◆ **ENTRIES SUPPLIED**
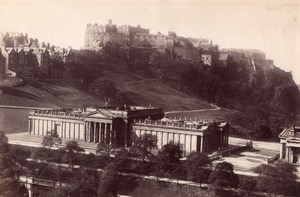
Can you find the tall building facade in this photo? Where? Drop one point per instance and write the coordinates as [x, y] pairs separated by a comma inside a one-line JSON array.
[[290, 144]]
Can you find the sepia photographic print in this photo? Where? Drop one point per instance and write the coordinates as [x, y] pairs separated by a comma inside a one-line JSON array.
[[149, 98]]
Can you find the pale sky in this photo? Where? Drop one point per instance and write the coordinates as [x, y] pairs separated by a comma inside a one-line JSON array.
[[271, 26]]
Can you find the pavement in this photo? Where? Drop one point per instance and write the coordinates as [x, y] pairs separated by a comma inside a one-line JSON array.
[[243, 162]]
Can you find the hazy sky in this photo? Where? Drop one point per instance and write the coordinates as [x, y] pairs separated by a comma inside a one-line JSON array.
[[271, 26]]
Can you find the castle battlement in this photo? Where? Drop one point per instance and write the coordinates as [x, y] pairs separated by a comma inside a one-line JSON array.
[[186, 125]]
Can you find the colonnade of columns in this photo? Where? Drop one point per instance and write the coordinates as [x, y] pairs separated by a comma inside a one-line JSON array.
[[189, 142], [64, 129], [99, 132]]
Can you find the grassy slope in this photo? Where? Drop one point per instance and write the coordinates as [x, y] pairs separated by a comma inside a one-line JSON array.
[[231, 116]]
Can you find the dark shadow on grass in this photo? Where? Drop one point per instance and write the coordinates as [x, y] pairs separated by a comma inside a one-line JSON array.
[[20, 93]]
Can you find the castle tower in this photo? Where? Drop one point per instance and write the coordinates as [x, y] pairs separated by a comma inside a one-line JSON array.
[[16, 41]]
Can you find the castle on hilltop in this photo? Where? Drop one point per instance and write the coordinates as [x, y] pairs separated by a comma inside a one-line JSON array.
[[121, 125], [24, 57], [126, 36], [196, 50]]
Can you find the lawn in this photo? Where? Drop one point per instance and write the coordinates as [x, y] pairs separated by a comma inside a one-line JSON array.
[[156, 93]]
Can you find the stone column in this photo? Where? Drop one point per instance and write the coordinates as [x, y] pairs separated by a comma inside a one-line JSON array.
[[47, 129], [70, 130], [281, 151], [89, 131], [191, 143], [287, 154], [74, 131], [201, 144], [29, 126], [38, 126], [85, 131], [105, 133], [42, 127], [65, 131]]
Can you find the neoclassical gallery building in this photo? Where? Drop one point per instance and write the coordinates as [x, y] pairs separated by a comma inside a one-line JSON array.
[[121, 124]]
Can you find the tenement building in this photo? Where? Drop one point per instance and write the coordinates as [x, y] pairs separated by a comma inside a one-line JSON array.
[[123, 124], [290, 144]]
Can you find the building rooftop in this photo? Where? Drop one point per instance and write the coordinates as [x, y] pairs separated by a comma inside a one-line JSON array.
[[94, 112]]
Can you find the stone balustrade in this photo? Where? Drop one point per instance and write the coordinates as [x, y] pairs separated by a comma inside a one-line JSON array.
[[58, 113]]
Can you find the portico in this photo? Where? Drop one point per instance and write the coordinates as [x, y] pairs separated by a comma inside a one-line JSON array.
[[290, 144]]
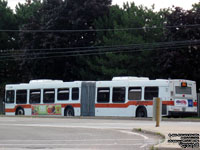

◆ **ABOUT THIS TASK**
Transcribe each line above exactly, pictures excluded.

◆ **PROBLEM SOLUTION**
Can you find the tall building facade in this photo? Where? Drop one point per instance and write the coordinates as [x, y] pairs separated by a comma inside a one-line JSON array.
[[290, 144]]
Can you find the sepia photographic print in this photo? Where? Drop one point per instance and write the coordinates as [x, y] pairs separated by a comma inside a one-line JSON array.
[[149, 98]]
Can you find the pale sky in this photo? Where? Drop one point per instance and write the coordinates as [x, y] pairs separated by a comma inside a one-line JSON array.
[[271, 26]]
Can you find the pavement in this photo? Where? Drop one point per instance and write the coordinates as [x, y] pairs separated by a comma inside a one-line JSON array.
[[243, 162]]
Can you find the hazy sky in this photo? Where? Drop one point per instance and write the coordinates as [x, y] pairs separated by a comma inside a one-line JSON array.
[[271, 26]]
Can you find the castle battlement in this photo? Where? Drop one point per instance and write the coordinates as [x, y] pairs separated by a comma inside a one-line JSON array.
[[186, 125]]
Can you find the colonnade of columns in this photo? Where? Drop one point per instance and write the coordinates as [x, y] pairs separated by a comma inside a one-line JSON array.
[[189, 142], [64, 129], [99, 132]]
Can you find the grassy slope in this photo? Where? Drop one point per instance and write the coordinates as [x, y] pairs separated by a comma inside a one-line JSON array.
[[231, 116]]
Can you find the dark shadow on grass in this photo? Where? Drop one point per instance and write the coordinates as [x, y] pairs separated by a comma inside a one-line JSON array.
[[20, 93]]
Can you find the castle tower in this photo? Where? Drop one point per instance and write the coordinates as [x, y] pairs separated by a comma inside a one-line JSON array.
[[16, 41]]
Can you find the castle on hilltop in this photo? Where? Drop one point per instance and write the coordinates as [x, y] pairs separated by a comma inside a one-line JSON array.
[[121, 125], [24, 57], [126, 36], [196, 50]]
Can you find the lawn in this photo? Where? Drop one point per instance and write the coordinates as [x, y] pairs separated by a comma inside a one-line JSON array.
[[156, 93]]
Can you find the stone column in this photo? Where? Drop one point per instance and write the coordinates as [x, y] pairs separated by a comma inside a one-line JSON array.
[[47, 129], [70, 130], [281, 151], [89, 131], [191, 143], [287, 154], [74, 131], [201, 144], [29, 126], [38, 126], [85, 131], [105, 133], [42, 127], [65, 131]]
Can you find the neoclassical gallery building in this photo? Where? Drop one point per instance and write the coordinates as [x, y] pairs separated by a comma inside a one-line JSON array.
[[121, 124]]
Can you find the tenement building in this photo? Where? Drop one point per instance and write the coordinates as [x, y] pairs separated by a comma inside a one-line JSON array.
[[123, 124], [290, 144]]
Can you find the building rooftop in this photo? Where? Drop one point per instance and write the coordinates as [x, y] pairs separated by a comma inside a one-line JSON array.
[[94, 112]]
Can you find the stone balustrade in this photo? Where? Drop one point per instance and write the coordinates as [x, y] pairs separated by a comma inside a one-line JSON array.
[[58, 113]]
Can you find the portico in this photo? Where? Drop one point per instance and write the coordinates as [x, y] pairs separated by a comma inside a one-line JSON array.
[[290, 144]]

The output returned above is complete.